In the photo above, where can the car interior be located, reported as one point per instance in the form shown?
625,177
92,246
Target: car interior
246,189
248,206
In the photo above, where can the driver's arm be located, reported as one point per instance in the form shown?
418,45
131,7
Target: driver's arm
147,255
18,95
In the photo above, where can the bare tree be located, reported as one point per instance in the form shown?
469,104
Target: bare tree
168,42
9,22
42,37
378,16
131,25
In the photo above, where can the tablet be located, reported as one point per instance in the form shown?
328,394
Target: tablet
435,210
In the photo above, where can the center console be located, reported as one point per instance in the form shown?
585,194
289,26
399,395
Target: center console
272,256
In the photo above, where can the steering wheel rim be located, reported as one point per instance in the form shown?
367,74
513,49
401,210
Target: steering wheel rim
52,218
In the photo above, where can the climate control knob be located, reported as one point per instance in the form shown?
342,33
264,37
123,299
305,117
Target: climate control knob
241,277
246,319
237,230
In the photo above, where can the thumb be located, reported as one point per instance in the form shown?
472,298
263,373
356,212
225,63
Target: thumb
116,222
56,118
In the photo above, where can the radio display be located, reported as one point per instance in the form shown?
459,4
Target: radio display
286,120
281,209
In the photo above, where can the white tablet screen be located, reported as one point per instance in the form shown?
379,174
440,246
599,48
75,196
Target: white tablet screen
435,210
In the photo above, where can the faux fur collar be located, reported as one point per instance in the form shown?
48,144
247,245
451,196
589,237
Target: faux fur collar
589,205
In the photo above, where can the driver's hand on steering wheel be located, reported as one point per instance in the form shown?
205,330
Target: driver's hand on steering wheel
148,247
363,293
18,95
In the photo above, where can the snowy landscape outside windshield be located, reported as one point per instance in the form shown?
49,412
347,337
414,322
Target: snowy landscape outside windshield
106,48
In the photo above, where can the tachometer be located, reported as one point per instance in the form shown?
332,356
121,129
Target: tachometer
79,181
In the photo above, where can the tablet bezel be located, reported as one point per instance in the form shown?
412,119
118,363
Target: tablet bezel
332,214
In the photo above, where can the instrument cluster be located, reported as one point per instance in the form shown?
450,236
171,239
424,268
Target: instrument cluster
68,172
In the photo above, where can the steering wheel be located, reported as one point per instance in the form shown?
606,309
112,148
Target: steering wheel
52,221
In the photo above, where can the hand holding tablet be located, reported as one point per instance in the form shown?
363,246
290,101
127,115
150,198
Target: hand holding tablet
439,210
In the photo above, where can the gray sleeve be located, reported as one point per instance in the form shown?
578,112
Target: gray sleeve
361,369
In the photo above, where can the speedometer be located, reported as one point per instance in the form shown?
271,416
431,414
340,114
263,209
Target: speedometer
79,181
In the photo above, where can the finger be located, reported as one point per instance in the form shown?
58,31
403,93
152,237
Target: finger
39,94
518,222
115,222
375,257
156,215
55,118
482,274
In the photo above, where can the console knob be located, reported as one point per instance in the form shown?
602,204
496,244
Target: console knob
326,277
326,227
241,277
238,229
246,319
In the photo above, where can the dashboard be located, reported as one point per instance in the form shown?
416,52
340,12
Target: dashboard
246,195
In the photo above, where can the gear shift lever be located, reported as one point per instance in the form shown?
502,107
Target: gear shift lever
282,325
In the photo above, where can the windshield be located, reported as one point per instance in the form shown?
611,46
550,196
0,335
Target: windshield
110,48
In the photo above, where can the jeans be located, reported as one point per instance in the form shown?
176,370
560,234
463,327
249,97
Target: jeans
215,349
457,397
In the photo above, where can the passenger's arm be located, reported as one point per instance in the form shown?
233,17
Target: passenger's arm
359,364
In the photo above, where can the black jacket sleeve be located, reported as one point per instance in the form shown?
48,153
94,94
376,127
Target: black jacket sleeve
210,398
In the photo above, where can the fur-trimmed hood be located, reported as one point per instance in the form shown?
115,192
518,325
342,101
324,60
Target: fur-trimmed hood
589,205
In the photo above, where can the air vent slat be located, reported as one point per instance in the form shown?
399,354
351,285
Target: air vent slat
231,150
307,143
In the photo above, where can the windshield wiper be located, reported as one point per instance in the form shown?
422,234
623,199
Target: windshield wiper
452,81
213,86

###

Reproduce each entry precisely, so that nothing differs from the original.

In the photo above, where can the car interior be located, reported as one point per instance in the form shown?
625,177
92,246
Target: car interior
246,189
248,206
In the photo above, where can the driver's arm be located, reported as one point per instance in the form shown?
418,45
131,7
Target: driver's arm
147,255
18,95
In the photo above, where can the bare tree be located, reported as one point per instance in the form shown?
469,104
Target: bare tree
168,42
9,22
42,37
378,16
131,25
In the photo above, where can the tablet be located, reported as one point per instance in the form shown?
328,394
Target: tablet
435,210
In the photo above, where can the center console be located, reported as one point per instance in the form shown?
585,194
289,26
399,395
Target: center console
272,256
In the photo above, where can the steering wheel rim be located, reported as one point per instance in the form shown?
367,74
513,49
401,210
Target: steering wheel rim
52,218
In the photo above, where can the climate control knob be located, reported as one point per instance in the form shown?
342,33
264,37
123,299
305,117
Target: climate control knob
241,277
246,319
237,230
In the photo above, where can the thumb be located, reported as one point per instance in the form shown?
472,298
263,373
356,212
225,63
Target: thumb
116,222
56,118
In the photo above, where can the radio display be located, reported as one point per instance in the form shown?
459,4
Target: radio display
286,120
281,209
In the photo above, where can the white tablet screen be located, reported as one point per instance in the form shown?
379,174
440,246
599,48
75,196
Target: white tablet screen
435,210
In the photo above, where can the faux fur collar be located, reported as one point per instance in the form shown?
48,144
247,245
451,196
589,237
Target: faux fur collar
589,205
In the photo above, where can the driver's hand on steering wheel be located, reported as one point per instance in the form shown?
205,330
Target: driver's hand on steering wheel
148,247
363,293
18,95
In the photo above, where can the snowy landscape outside windshield be located, reported as one point per instance in the form shown?
49,412
347,337
414,322
Target: snowy landscape outside windshield
106,48
In the photo above, where can the tachometer be located, reported as one point per instance in the form shown?
332,356
121,129
Target: tachometer
79,181
In the photo above, where can the tablet bezel be located, reported as one point per instance in the form shown?
412,119
118,363
Target: tablet bezel
332,214
In the photo above, where can the instrument cluster be located, reported as one point per instance in the form shown?
450,236
171,239
424,268
Target: instrument cluster
68,172
In the photo above, where can the steering wheel be located, reported as one point per instance in the form shown?
606,309
112,148
Target: steering wheel
52,221
In the photo above, where can the hand holding tablet be located, reported as one point per instance in the form shown?
363,246
290,101
127,115
150,198
Target: hand holding tablet
439,210
In the photo above, where can the gray sleeve be located, reported as one point per instance in the form shown?
578,112
Target: gray sleeve
361,369
In the photo above, where can the speedometer be located, reported as one point per instance in the form shown?
271,416
431,414
340,114
263,209
Target: speedometer
79,181
In the photo above, where can the finger be located, reported as one point per instance in the form shown?
58,31
403,93
152,237
Target: finger
39,94
518,222
115,222
375,257
156,215
55,118
482,274
In the photo above, where can the console knob be located, reported as one point per instance in the form shown?
602,204
496,244
Target: console knob
326,277
326,227
241,277
238,229
246,319
In the photo above, where can the dashboard be located, reported as one point per instance in the form shown?
416,52
340,12
Target: dashboard
246,195
In the photo above, where can the gear shift lever be located, reported as one point per instance in the form shown?
502,107
Target: gear shift lever
282,325
In the photo above, where can the windshield be located, reported as one point per instance in the form shown?
611,46
550,196
0,335
Target: windshield
110,48
In the photo above, where can the jeans be located, reported as one point per instance in the form shown?
176,370
560,234
463,327
249,97
Target: jeans
215,349
457,397
In the photo above, where can the passenger's arm be located, reported as one point per instance in the form shown?
233,17
Target: passenger's arm
359,364
In the photo above, where can the black jacket sleeve be located, reported as one point per instance in the form shown?
48,153
94,94
376,127
Target: black jacket sleeve
210,398
In the photo above, where can the fur-trimmed hood be located, reported as one point per instance in the form shown?
115,192
518,325
342,101
324,60
Target: fur-trimmed hood
589,205
In the photo above, where can the air vent slat be located, reported as one point per instance in the form shown?
399,354
351,285
Target: air vent slat
231,150
307,143
In the photo above, where can the windshield wiper be located, reported as one point per instance in the form shown?
422,234
623,199
Target: windshield wiper
452,81
213,86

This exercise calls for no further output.